(Task objective) Duplicate the following rows line for line, with no changes.
— Start Data provided —
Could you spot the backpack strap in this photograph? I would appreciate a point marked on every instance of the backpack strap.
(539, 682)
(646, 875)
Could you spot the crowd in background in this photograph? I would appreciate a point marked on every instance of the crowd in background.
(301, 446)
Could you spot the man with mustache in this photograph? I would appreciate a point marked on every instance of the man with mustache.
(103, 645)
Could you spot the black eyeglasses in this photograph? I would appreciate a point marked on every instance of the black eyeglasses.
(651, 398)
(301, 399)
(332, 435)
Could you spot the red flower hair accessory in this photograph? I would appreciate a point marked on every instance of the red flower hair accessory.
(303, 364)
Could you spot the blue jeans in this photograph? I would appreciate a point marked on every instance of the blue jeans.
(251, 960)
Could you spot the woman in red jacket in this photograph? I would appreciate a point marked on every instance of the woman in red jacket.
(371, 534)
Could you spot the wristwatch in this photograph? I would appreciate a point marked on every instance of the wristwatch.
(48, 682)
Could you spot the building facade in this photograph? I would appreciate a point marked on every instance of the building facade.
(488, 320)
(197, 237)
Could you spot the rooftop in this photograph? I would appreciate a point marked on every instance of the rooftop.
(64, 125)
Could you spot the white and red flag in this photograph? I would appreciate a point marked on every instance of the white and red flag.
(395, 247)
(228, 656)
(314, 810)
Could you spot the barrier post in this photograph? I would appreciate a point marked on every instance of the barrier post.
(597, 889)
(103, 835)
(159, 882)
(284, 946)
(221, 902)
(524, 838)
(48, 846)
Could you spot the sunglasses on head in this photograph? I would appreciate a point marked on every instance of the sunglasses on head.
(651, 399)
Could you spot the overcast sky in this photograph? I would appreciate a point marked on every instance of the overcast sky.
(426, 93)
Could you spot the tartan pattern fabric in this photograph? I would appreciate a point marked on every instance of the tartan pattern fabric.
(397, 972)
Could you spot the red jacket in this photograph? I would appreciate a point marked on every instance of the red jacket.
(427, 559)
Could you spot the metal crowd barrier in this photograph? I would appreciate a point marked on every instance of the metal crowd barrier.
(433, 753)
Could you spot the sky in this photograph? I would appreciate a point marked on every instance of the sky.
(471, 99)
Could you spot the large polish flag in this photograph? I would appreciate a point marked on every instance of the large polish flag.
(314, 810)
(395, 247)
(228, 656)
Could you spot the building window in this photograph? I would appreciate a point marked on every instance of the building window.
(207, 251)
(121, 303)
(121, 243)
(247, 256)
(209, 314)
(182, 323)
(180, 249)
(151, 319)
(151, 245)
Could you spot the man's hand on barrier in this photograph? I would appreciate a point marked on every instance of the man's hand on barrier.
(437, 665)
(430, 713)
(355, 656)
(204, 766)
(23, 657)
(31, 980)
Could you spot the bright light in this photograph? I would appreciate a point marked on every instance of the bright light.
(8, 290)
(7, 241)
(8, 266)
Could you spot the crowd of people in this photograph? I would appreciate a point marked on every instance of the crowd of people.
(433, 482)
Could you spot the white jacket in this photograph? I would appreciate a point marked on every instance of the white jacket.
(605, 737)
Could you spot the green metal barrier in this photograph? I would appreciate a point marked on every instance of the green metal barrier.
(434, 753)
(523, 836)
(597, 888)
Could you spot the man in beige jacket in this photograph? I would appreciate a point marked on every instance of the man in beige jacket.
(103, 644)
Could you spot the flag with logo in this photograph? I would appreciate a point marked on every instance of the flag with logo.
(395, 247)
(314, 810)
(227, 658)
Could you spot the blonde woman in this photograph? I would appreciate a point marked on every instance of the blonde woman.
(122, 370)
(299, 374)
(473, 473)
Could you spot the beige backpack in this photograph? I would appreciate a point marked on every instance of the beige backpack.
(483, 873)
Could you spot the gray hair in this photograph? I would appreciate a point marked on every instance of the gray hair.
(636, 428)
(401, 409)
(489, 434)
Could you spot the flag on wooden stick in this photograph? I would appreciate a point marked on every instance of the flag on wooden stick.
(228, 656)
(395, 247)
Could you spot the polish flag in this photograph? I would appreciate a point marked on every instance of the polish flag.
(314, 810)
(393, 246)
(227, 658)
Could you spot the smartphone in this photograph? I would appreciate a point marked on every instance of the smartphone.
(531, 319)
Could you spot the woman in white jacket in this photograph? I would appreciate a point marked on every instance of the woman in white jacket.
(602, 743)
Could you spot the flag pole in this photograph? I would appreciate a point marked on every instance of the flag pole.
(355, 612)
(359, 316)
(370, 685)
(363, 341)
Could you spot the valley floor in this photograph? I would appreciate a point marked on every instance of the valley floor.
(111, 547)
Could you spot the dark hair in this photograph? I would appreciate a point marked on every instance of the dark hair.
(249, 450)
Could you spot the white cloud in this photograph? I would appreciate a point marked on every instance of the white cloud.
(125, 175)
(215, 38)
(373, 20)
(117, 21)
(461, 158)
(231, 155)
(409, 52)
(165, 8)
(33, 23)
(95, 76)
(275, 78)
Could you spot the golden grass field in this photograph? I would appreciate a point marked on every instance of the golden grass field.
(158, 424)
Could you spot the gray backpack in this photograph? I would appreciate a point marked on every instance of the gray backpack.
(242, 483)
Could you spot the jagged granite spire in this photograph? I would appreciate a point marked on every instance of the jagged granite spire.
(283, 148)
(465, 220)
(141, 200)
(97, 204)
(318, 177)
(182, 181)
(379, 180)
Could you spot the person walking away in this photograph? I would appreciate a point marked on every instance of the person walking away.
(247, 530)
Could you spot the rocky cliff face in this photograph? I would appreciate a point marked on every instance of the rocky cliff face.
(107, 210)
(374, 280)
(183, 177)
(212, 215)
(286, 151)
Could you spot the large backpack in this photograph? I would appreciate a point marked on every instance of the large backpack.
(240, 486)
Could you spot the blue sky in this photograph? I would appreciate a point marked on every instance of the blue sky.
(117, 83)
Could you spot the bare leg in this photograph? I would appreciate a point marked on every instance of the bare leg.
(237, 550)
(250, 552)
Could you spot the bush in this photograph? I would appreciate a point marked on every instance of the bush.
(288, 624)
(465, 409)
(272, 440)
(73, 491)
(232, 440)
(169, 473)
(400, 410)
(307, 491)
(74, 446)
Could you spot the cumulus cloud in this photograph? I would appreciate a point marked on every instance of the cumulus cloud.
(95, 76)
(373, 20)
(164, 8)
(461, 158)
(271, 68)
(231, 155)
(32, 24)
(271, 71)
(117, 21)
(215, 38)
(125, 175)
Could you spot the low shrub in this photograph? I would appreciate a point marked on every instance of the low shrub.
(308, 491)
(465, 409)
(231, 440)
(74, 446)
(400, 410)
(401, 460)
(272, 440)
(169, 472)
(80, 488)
— End Data provided —
(Worked answer)
Could you spot the backpack strap in this photograph? I would appreciate a point marked on every instance of the backpack strap.
(539, 682)
(646, 875)
Could you spot the crowd in background in this photograph? I would appreciate a point marked on every instance of the crowd in background.
(301, 446)
Could you spot the man with mustache in this photograph? I would appreciate a point marked on every instance of the man with mustache.
(103, 645)
Could you spot the black eyeglasses in this photograph? I would appreciate a point marked on every instance of the black eyeglasses.
(651, 398)
(301, 399)
(332, 435)
Could you spot the red flower hair accessory in this photograph? I would appreciate a point marked on every instance of the red flower hair accessory.
(303, 364)
Could you spot the blue jeans in this photograph? I would appreciate a point marked on every instance of the blue jeans.
(251, 960)
Could you spot the woman in red jacket in this photograph? I would appreciate a point marked on every instance of the woman in red jacket.
(371, 534)
Could you spot the wristwatch in this photograph? I would appreciate a point marked on every instance of the wristwatch.
(48, 682)
Could you spot the building facade in this photograph? I would appreciate a point marked on every instance of the building facade.
(488, 320)
(197, 237)
Could you spot the rooftop in this photograph? I would appreciate a point marked on every instance of the rooftop.
(64, 125)
Could you spot the white and red flag in this photograph? I would appreciate a point marked on every instance of the white and red flag.
(395, 247)
(228, 656)
(314, 810)
Could you spot the barrier post in this photograph? I would appreciate a point marked on every instance of the barrier post.
(597, 889)
(103, 835)
(159, 882)
(284, 946)
(221, 902)
(524, 838)
(48, 846)
Could you spot the sunglasses on head in this photograph? I would appreciate a point marked on every instance of the sunglasses on head.
(651, 399)
Could you spot the overcast sky in this photograph? I would appreciate a point marked on every instance of the overcast sky.
(426, 93)
Could you spot the tartan pattern fabric in this photograph? I would appreciate a point marked on every instance of the tartan pattern fabric.
(397, 972)
Could you spot the red jacket in this photograph? I would appreciate a point marked on every instance of the red jacket.
(427, 559)
Could you spot the metal crowd barrier in this photograph? I would appreciate a point marked on every instance of the metal crowd barrier.
(433, 753)
Could you spot the sky in this photograph? I would appreciate a point marked on every instance of the sky.
(471, 99)
Could you spot the large polish flag in this photograph? I would appreciate a point marked on every instance of the large polish flag.
(314, 810)
(395, 247)
(228, 656)
Could you spot the building window in this photograph? I would appreciate a point marked on every instance of the building window.
(207, 251)
(121, 303)
(121, 243)
(247, 256)
(209, 314)
(182, 323)
(180, 249)
(151, 319)
(151, 245)
Could you spot the man's hand on barrier in this photograph? I would appreciate a point marked on every instance of the man's hand on barrier.
(437, 665)
(430, 713)
(355, 656)
(204, 766)
(23, 657)
(31, 980)
Could you spot the bright light in this photograph? I would appreciate a point marked on every instance of the bright light.
(8, 290)
(7, 241)
(8, 266)
Could you spot the crowd of people in this photograph? I would appreciate a point marked on every instance of the crowd of people.
(433, 482)
Could you spot the white jacket in this photograph? I would appreciate a point marked on every instance of the white jacket.
(605, 737)
Could you spot the green metal barrier in this photograph? I would appreciate a point marked on every instance of the green metal barrier.
(434, 753)
(523, 836)
(597, 888)
Could you spot the man in beige jacket in this photograph? I would appreciate a point marked on every instance of the man in beige jacket.
(103, 644)
Could you spot the flag with logo in this photograph? I would appreciate a point marked on every instance of the flag with logo.
(395, 247)
(314, 810)
(227, 658)
Could you spot the blonde woman in this photograph? I would appreciate a point marked on every instance of the blonde woman.
(122, 370)
(299, 374)
(473, 473)
Could you spot the beige backpack in this photograph? I would appreciate a point marked on every instance of the beige backpack.
(483, 873)
Could you spot the gray hair in this photograph? I would appreciate a point marked on every instance of the gray hair.
(636, 428)
(401, 409)
(489, 434)
Could you spot the flag on wooden stick in this photograph? I would appreciate a point marked on every instance of the flag on wooden stick.
(228, 656)
(395, 247)
Could you spot the polish flag in this photograph? I would appreciate a point marked on every instance of the polish flag.
(314, 810)
(393, 246)
(227, 658)
Could you spot the smartphone in this photograph? I would appreciate a point marked on every instance of the smartphone.
(531, 319)
Could you spot the woman in white jacket in this photograph? I would appreciate a point marked on every instance of the woman in white jacket.
(602, 743)
Could you spot the flag pole in this photograph? I would appreciate a point marked on every instance of the flag pole.
(355, 612)
(359, 316)
(370, 685)
(363, 341)
Could you spot the valley floor in this photograph? I would appreciate a point marked on every instance of the valley floor.
(111, 547)
Could you spot the dark hair in this photograph? I would appreciate a point marked on every instance of the dark hair.
(249, 450)
Could you spot the white cloud in this photograph? I would appreciate a point marked on every instance of the white cloud.
(125, 175)
(215, 38)
(373, 20)
(117, 21)
(461, 158)
(231, 155)
(409, 52)
(165, 8)
(33, 23)
(95, 76)
(275, 78)
Could you spot the golden grass field in this photograph? I would appreciate a point marked on every instance of the golden grass field.
(158, 424)
Could you spot the gray backpack in this photograph? I would appreciate a point marked on every instance of the gray backpack.
(242, 483)
Could you spot the jagged granite spire in this photograph? I would appreciate a point marked on every instance of the jagged granite spire.
(283, 148)
(465, 220)
(141, 200)
(97, 204)
(318, 177)
(182, 181)
(379, 180)
Could you spot the person walking away in this photograph? I would appreciate a point marked on every instance of the person walking away.
(247, 530)
Could you spot the rocky cliff face in this photograph? I would appreciate a point marked on every instance of the rocky cliff face.
(107, 210)
(374, 280)
(183, 177)
(212, 215)
(286, 151)
Could you spot the large backpack in this photograph? I would appreciate a point marked on every instance of the large backpack.
(240, 486)
Could you spot the blue sky in this photograph? I would appreciate a point marked on every instance of the blue sky.
(117, 83)
Could you spot the bare leg in this photograph? I would appreciate a point marked on every instance of the bare leg.
(237, 550)
(250, 552)
Could you spot the bush in this photograph? I would appreciate a point marked on every instance of the bush.
(288, 624)
(465, 409)
(272, 440)
(73, 491)
(232, 440)
(169, 473)
(400, 410)
(307, 491)
(74, 446)
Could you spot the cumulus cloud in this photograph? I would appreciate a point marked on every instance of the cumulus cloud.
(95, 76)
(373, 20)
(164, 8)
(461, 158)
(271, 68)
(231, 155)
(32, 24)
(271, 71)
(117, 21)
(215, 38)
(125, 175)
Could you spot the low shrub in this photograph? I would appreciate a point marked on every instance of the low shrub.
(308, 491)
(465, 409)
(231, 440)
(74, 446)
(400, 410)
(401, 460)
(272, 440)
(169, 472)
(80, 488)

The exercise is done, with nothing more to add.